# DATA FOR THE TASK start

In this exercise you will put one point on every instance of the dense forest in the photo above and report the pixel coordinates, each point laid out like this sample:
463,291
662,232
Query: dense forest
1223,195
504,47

# DATA FOR THE TASK end

**BRIEF**
Copy every one of the entries above line for line, with no changes.

**SOLUTION TO THIS EXERCISE**
In this exercise you will put one point on every instance of the dense forest in the photo above and report the pixel coordinates, each point laid out like this sample:
463,291
662,232
Query: dense forest
1223,195
504,47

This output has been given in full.